### [What is asked]
Change every "Target" in the listing below to "Object" and write out all of its lines with nothing else altered, omitting the pictures.

### [Exercise materials]
+-------+
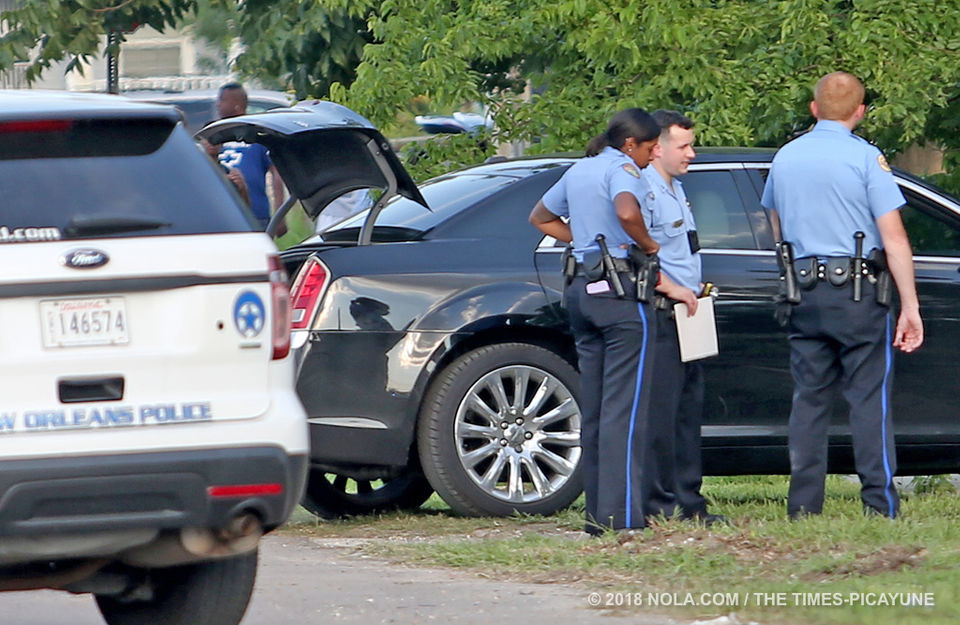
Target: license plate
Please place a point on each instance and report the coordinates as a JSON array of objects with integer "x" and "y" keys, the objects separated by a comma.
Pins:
[{"x": 81, "y": 322}]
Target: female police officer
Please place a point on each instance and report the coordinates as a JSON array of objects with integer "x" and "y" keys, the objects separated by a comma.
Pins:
[{"x": 614, "y": 335}]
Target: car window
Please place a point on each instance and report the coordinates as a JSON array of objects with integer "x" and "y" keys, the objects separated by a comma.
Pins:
[
  {"x": 718, "y": 210},
  {"x": 446, "y": 196},
  {"x": 123, "y": 178},
  {"x": 930, "y": 234}
]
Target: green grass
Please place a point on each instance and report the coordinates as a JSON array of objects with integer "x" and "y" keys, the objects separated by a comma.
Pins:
[{"x": 833, "y": 556}]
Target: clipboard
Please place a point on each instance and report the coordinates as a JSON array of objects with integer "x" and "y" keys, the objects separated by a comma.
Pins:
[{"x": 697, "y": 334}]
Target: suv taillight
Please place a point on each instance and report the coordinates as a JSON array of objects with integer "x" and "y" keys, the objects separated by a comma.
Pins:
[
  {"x": 307, "y": 291},
  {"x": 280, "y": 296}
]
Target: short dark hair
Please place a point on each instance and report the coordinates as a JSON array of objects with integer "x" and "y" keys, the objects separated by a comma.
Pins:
[
  {"x": 665, "y": 119},
  {"x": 634, "y": 123}
]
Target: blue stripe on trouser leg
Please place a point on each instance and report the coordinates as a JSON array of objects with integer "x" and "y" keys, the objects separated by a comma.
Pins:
[
  {"x": 888, "y": 489},
  {"x": 633, "y": 417}
]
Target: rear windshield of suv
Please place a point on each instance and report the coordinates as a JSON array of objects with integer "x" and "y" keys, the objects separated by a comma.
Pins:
[
  {"x": 446, "y": 196},
  {"x": 75, "y": 180}
]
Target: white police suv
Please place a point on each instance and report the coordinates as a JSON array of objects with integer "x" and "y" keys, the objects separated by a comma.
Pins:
[{"x": 149, "y": 428}]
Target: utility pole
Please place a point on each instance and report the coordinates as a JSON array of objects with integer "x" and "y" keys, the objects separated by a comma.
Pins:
[{"x": 113, "y": 63}]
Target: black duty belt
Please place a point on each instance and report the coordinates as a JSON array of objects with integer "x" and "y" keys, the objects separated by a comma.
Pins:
[
  {"x": 662, "y": 302},
  {"x": 620, "y": 264},
  {"x": 837, "y": 270}
]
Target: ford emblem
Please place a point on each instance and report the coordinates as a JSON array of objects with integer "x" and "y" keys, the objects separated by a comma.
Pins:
[{"x": 85, "y": 258}]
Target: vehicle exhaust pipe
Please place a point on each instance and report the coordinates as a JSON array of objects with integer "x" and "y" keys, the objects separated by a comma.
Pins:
[{"x": 240, "y": 535}]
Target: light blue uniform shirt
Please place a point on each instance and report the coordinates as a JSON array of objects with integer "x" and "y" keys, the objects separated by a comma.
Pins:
[
  {"x": 668, "y": 216},
  {"x": 825, "y": 186},
  {"x": 585, "y": 194}
]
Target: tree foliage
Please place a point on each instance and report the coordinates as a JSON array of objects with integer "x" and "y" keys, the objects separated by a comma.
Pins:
[
  {"x": 45, "y": 32},
  {"x": 300, "y": 44},
  {"x": 743, "y": 69}
]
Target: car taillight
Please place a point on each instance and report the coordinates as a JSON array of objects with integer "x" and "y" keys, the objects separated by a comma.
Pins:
[
  {"x": 280, "y": 297},
  {"x": 307, "y": 291}
]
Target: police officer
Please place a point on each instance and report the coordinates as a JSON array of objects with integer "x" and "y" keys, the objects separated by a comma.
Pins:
[
  {"x": 677, "y": 405},
  {"x": 824, "y": 188},
  {"x": 614, "y": 334}
]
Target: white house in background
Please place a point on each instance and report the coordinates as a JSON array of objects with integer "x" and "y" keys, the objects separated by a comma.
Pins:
[{"x": 148, "y": 60}]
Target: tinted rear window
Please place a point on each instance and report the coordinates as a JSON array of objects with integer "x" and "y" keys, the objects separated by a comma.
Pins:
[
  {"x": 113, "y": 179},
  {"x": 446, "y": 196}
]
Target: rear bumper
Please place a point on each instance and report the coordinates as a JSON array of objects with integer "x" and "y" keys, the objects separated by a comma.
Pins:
[{"x": 160, "y": 490}]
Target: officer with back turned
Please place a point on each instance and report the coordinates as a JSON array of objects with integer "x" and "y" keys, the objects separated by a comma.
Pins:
[
  {"x": 612, "y": 328},
  {"x": 833, "y": 199}
]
+-------+
### [Written answer]
Object: license plate
Please place a point on each instance and report the coordinates as a JSON array of objects with integer "x" and "y" keys, the objects separated by a comma.
Pins:
[{"x": 81, "y": 322}]
Object: female police officer
Please place a point on each instance and report the coordinates as a JSON array of objects with integer "x" and "y" keys, the objects separated by a comma.
Pins:
[{"x": 614, "y": 335}]
Object: car window
Please place a point on each instance and report the coordinates as a JSON array of objects with integer "x" and "y" keys, the objects separated by a comma.
Pins:
[
  {"x": 718, "y": 210},
  {"x": 446, "y": 196},
  {"x": 123, "y": 178},
  {"x": 930, "y": 234}
]
Object: green grass
Please place a point on each instance and report the coordinates as a JSON array of objects with integer "x" and "y" keys, the objects separated by a comma.
Pins:
[{"x": 833, "y": 556}]
Object: clipboard
Please place a point on each instance and report the coordinates as a JSON array of objects with integer "x" and "y" keys, the objects separated by a comma.
Pins:
[{"x": 697, "y": 334}]
Object: suv taillight
Please place a point on each instance and report the coordinates as a JSON array of objects with integer "x" and "y" keys, the objects separated by a comma.
Pins:
[
  {"x": 307, "y": 291},
  {"x": 280, "y": 296}
]
Object: short dark hair
Please place a point on each instance and report the coordinates as a JSON array of objects with integer "x" and "y" keys, the objects separated by a comma.
Pins:
[
  {"x": 665, "y": 119},
  {"x": 634, "y": 123}
]
Object: blue stripe on trouser leg
Please place a point on each instance and report the coordinates as a JSON array of objects with integer "x" and "y" keys, the objects separated by a comma.
Pins:
[
  {"x": 888, "y": 489},
  {"x": 633, "y": 417}
]
Object: rear windshield of suv
Please place a point on each instance and report the coordinates as a JSON array of objects with integer "x" and "y" keys, the objects separated by a comma.
Pins:
[
  {"x": 446, "y": 196},
  {"x": 75, "y": 180}
]
Object: white police suv
Please place a point on each instance and report the coordinates as a JSON array of objects with integer "x" and "y" keys, the objects separated by a comma.
Pins:
[{"x": 149, "y": 428}]
Object: utility pole
Please place a point on each instance and report the coordinates as a JSON array of objects with integer "x" and "y" keys, the objects separated by a comma.
Pins:
[{"x": 113, "y": 63}]
Object: black duty belt
Please place a point on each instance and report the coordinates as a JSON array of objects with integer "x" and "y" keys, the objects separated by a comma.
Pins:
[
  {"x": 662, "y": 302},
  {"x": 620, "y": 264},
  {"x": 837, "y": 270}
]
Object: ford emblem
Please place a point on each instance and report the coordinates as a JSON array of objects with integer "x" and "y" keys, the objects separated by a comma.
Pins:
[{"x": 85, "y": 258}]
Object: vehicle exhaust pipe
Please place a point on each instance and report the coordinates as a JSON array of objects with integer "x" and "y" keys, the objects separated by a comma.
Pins:
[{"x": 240, "y": 535}]
Object: light blue uniform shirt
Please place a point on each instance and report the coordinates as a JSON array of objects with integer "x" and "y" keys, the objects separated by a comma.
Pins:
[
  {"x": 668, "y": 216},
  {"x": 825, "y": 186},
  {"x": 585, "y": 194}
]
Object: tree foliage
Please place a point on each instance and report the coordinates as a JSON array of objects with integer "x" and "y" keys, the objects separated by a comma.
Pins:
[
  {"x": 45, "y": 32},
  {"x": 300, "y": 44},
  {"x": 743, "y": 69}
]
Object: car taillight
Please place a point on each instance and report the coordinates as a JSON array of objects with integer "x" and "y" keys, the objects separated by a comma.
Pins:
[
  {"x": 280, "y": 297},
  {"x": 307, "y": 291}
]
Object: police officer
Please place a point on each instance and report the coordinates as a JSON array of objects with integer "x" and "y" keys, the objects separated by a comma.
Pins:
[
  {"x": 677, "y": 405},
  {"x": 824, "y": 188},
  {"x": 614, "y": 334}
]
Object: white house in background
Please place a point on each instance and report the coordinates as a JSON array of objects with integer "x" and "y" keys, the objects separated by a comma.
Pins:
[{"x": 148, "y": 60}]
Object: tinted rear window
Please place a point on each instance and report the coordinates as a JSON array of objects with integer "x" and "y" keys, the objects separated by a comma.
Pins:
[
  {"x": 113, "y": 179},
  {"x": 446, "y": 196}
]
Object: rear bumper
Please place a point on each instance and report the coordinates as a JSON array of objects with integer "x" and "y" keys, the objects separated by a comma.
Pins:
[{"x": 160, "y": 490}]
Object: officer with back turned
Please place a point on each instance and report the coordinates as a JSON array of objects with integer "x" and "y" keys, the objects separated by a comma.
Pins:
[
  {"x": 612, "y": 328},
  {"x": 833, "y": 199}
]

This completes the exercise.